Talleres ilegales de ropa: hay unas mil personas explotadas en La Plata

Esa es la estimación de quienes investigan el tema. Aunque denunciadas hay sólo ocho, en la Justicia dicen que el número de fábricas textiles clandestinas en la Región es por lo menos cuatro veces mayor. Calculan que en cada una trabajan entre veinte y cuarenta personas, la mayoría de origen boliviano y con sus documentos retenidos. Detalles de una actividad que crece.

En los galpones allanados hace diez días en Hernández se descubrió la existencia de 104 máquinas de coser industriales y se incautaron decenas de buzos, camperas y jeans

El llamado fue a principios del mes pasado. De un lado escuchaba un agente de la Departamental La Plata. Del otro, una voz anómima alertaba sobre trabajo esclavo en varios talleres de ropa ubicados en Hernández, a minutos del centro platense. Hablaba de condiciones infrahumanas y de violencia laboral. También de amenazas. Aquel llamado derivó en una serie de investigaciones que incluyeron filmaciones, fotografías encubiertas y la recepción de testimonios con reserva de identidad. Y desembocó, el 21 de junio pasado, en un operativo donde la Justicia platense ordenó 10 allanamientos en viviendas de la zona de 27 y 513. Allí, según el reporte oficial, unas veinte personas de nacionalidad boliviana se encontraban reducidas a la servidumbre en precarios talleres con decenas de máquinas de coser.

__Ejercicio propuesto A__
Responde estas preguntas según la nota sobre los talleres ilegales de ropa:
(i) ¿Cuántas fábricas textiles clandestinas hay denunciadas en la Región?
(ii) ¿Cuántas máquinas de coser industriales se descubrieron en los galpones allanados en Hernández?
(iii) ¿Cuántos allanamientos ordenó la Justicia platense el 21 de junio?
__Ejercicio propuesto B__
Repite, por favor, el fragmento de la nota sobre los talleres ilegales de ropa que va entre "Talleres ilegales de" y "actividad que crece.", ambos incluidos.

__Material proporcionado__
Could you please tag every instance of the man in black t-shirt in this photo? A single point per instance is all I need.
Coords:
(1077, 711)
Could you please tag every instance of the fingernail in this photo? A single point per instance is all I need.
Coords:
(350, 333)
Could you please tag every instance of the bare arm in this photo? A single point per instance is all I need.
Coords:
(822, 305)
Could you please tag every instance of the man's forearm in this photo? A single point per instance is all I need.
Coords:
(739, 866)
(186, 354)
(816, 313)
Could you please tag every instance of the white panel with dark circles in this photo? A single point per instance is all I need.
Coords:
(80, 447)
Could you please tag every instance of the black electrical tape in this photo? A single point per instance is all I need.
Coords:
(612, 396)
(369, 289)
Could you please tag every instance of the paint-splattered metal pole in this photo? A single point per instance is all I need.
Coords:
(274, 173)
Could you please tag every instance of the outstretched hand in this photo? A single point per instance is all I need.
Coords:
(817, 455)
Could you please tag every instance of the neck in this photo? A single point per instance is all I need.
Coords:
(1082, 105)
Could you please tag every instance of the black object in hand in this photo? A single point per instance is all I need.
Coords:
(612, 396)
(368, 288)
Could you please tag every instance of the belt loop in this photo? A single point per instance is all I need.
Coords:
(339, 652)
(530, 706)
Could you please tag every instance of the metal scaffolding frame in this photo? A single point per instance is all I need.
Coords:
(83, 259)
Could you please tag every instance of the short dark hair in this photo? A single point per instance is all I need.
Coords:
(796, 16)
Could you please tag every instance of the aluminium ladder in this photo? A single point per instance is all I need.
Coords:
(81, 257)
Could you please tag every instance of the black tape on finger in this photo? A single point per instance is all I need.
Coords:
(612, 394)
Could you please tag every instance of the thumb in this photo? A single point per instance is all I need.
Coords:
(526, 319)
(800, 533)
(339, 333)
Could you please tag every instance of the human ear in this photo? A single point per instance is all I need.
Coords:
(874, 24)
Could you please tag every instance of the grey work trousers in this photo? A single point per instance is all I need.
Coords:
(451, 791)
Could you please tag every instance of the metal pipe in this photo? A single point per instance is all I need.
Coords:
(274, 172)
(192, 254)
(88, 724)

__Solución completa A__
(i) Ocho.
(ii) 104.
(iii) 10.

__Solución completa B__
Talleres ilegales de ropa: hay unas mil personas explotadas en La Plata

Esa es la estimación de quienes investigan el tema. Aunque denunciadas hay sólo ocho, en la Justicia dicen que el número de fábricas textiles clandestinas en la Región es por lo menos cuatro veces mayor. Calculan que en cada una trabajan entre veinte y cuarenta personas, la mayoría de origen boliviano y con sus documentos retenidos. Detalles de una actividad que crece.